Task objective:
Copy every row below word for word, leaving out the pictures.

Working data:
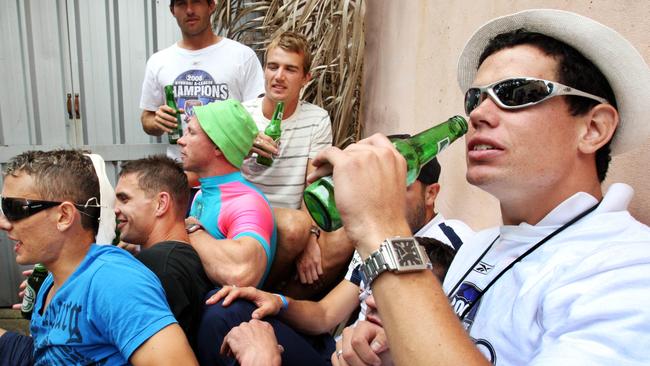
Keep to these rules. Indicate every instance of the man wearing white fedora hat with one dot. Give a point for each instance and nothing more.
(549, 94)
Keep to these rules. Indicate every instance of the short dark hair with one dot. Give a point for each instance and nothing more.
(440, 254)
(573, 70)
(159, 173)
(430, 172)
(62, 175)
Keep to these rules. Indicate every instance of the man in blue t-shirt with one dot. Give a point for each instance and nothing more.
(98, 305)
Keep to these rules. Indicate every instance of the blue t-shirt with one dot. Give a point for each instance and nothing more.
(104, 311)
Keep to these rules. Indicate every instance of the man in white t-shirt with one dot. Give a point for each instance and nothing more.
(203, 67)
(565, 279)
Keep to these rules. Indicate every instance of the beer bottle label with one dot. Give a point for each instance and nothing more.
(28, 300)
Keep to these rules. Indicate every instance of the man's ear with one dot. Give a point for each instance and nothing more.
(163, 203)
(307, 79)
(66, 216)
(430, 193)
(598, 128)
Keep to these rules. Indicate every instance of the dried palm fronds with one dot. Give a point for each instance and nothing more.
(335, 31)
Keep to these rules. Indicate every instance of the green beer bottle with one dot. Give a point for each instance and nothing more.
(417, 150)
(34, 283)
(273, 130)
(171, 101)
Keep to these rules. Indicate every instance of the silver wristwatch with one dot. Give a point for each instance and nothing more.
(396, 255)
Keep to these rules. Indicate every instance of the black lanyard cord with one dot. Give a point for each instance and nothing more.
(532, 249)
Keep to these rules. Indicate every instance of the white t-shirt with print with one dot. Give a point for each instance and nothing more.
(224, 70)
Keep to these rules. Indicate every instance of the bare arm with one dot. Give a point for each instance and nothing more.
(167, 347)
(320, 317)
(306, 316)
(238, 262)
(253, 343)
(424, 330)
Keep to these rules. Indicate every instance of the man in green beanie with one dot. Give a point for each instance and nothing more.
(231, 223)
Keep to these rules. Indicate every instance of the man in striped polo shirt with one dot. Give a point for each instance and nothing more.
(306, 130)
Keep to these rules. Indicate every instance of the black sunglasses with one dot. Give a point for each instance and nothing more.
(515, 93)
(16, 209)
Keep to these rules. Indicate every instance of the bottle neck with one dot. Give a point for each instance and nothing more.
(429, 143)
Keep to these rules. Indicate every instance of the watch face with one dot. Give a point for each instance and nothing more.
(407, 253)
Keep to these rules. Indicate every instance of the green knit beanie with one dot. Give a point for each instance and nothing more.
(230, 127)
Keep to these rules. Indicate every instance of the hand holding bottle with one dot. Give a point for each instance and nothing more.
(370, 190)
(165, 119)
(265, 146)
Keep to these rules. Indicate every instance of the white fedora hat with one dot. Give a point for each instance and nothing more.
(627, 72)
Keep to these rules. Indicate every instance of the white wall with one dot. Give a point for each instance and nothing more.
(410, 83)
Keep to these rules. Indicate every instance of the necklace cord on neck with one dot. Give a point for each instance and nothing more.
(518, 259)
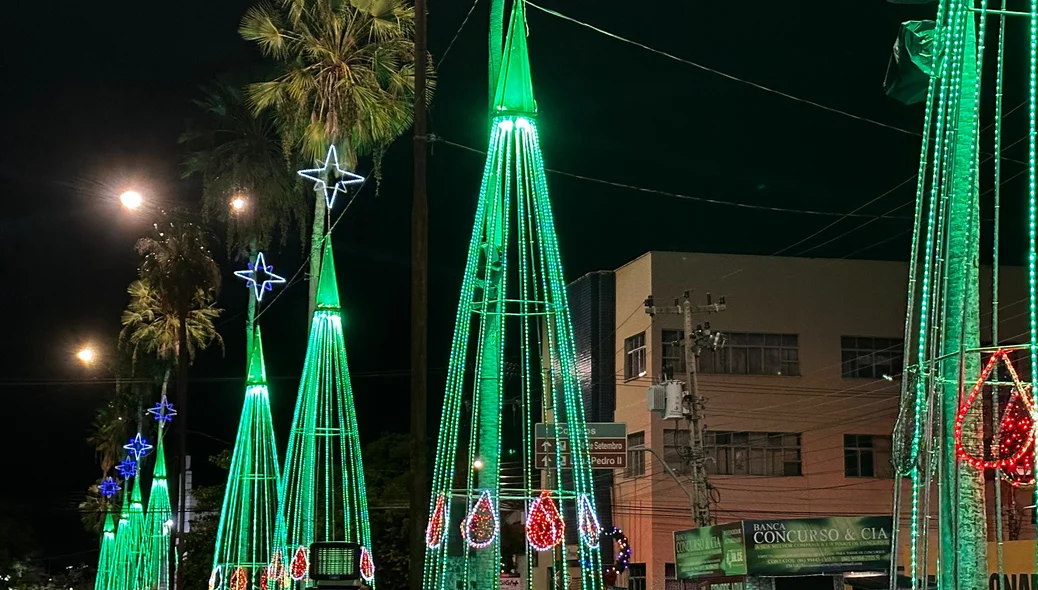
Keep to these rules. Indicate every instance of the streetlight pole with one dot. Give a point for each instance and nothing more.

Exercise answer:
Keep to these rules. Indicate every instance of the man wearing white fedora hat with one dot. Give a point for each instance and nothing more.
(549, 94)
Keep to these rules. Indicate every instance of the short dark hair with one dot. Give a point for each instance and nothing more.
(440, 254)
(573, 70)
(159, 173)
(430, 172)
(62, 175)
Keep to these rules. Indicate every instance of the man in blue t-shirt with one dot. Give a point for each instance and nothing more.
(98, 305)
Keep to these rules. Indicate every instance of the blue t-shirt with one dot. Give a point for each instance and nothing more.
(104, 311)
Keep to these rules. Indicate every instance of the man in white t-shirt with one dot. Give a point for each instance and nothing more.
(203, 67)
(565, 279)
Keep to these rules. Indicate every instance of the beer bottle label with one dot. Give a point for each instance and nothing more.
(28, 300)
Keep to these rules. Indicate every instance of the man's ear with one dot. Give a point for each instance and nothing more.
(163, 203)
(307, 79)
(66, 216)
(430, 193)
(598, 128)
Keep to these rules. Indicate every instance of the dried palm fronds with one dot. Give a point for each instance and nothing more.
(335, 31)
Keep to these rules. Indicate every instance of the green beer bottle with one dot. Give a point for each instance and nothing more.
(417, 150)
(34, 283)
(273, 130)
(171, 101)
Keep to these rules. Indicate every instance of the silver wristwatch with one dot. Give a point for each instance and nothing more.
(396, 255)
Keep to these rules. Indicate every instance of the black lanyard cord with one dot. Give a point for each instance and nothing more.
(532, 249)
Keep to these rules. Indicate every instance of the white t-shirt with print with one dot. Give a point for each instance and nothing more.
(224, 70)
Keep to these rules. Indicate every instance of the bare arm with one dot. Give a point for each instance and nothing more.
(167, 347)
(320, 317)
(306, 316)
(238, 262)
(253, 343)
(424, 330)
Keep to these rules. Indicate every instance of the man in green beanie with one dot. Give a point for each instance and nothing more.
(231, 223)
Keep to these rules. Indicate every instance of the man in striped polo shirt with one dot. Give a point for each instance and nothing more.
(306, 130)
Keep to these rules. Indicate every instance of the black sunglasses with one dot. Give a point for each instance and nothing more.
(515, 93)
(16, 209)
Keep to these rules. Indicate every instance of the bottle neck with one dot. Give a point for each instance and nothing more.
(429, 143)
Keep to these rules. Indicate every instance of the watch face with one dot. Give a point for each instance and nothing more.
(407, 253)
Keep to these rules. Indicate every instance of the green knit beanie with one dot. Give a point for each instance and nothing more.
(230, 127)
Keep to these rules. Indicate every instance of the hand holding bottle with one dot. Give a point for each instance and nothing more.
(370, 190)
(165, 119)
(265, 146)
Keep to these rules. Indicate every instance of the white fedora hat with one dot. Give a point for each instance and nothing more.
(627, 72)
Keep to these rules. Indicate every instance of the white wall with one dot. Give a point for each instance and nothing more.
(410, 83)
Keep to these rules. Indicate every instance of the necklace cord on neck with one dot. Give a point for each instance and nothing more.
(518, 259)
Keep to these rules. Indicate every instance of the streetlight pole with one dot. Give a point for each instance and nothing more.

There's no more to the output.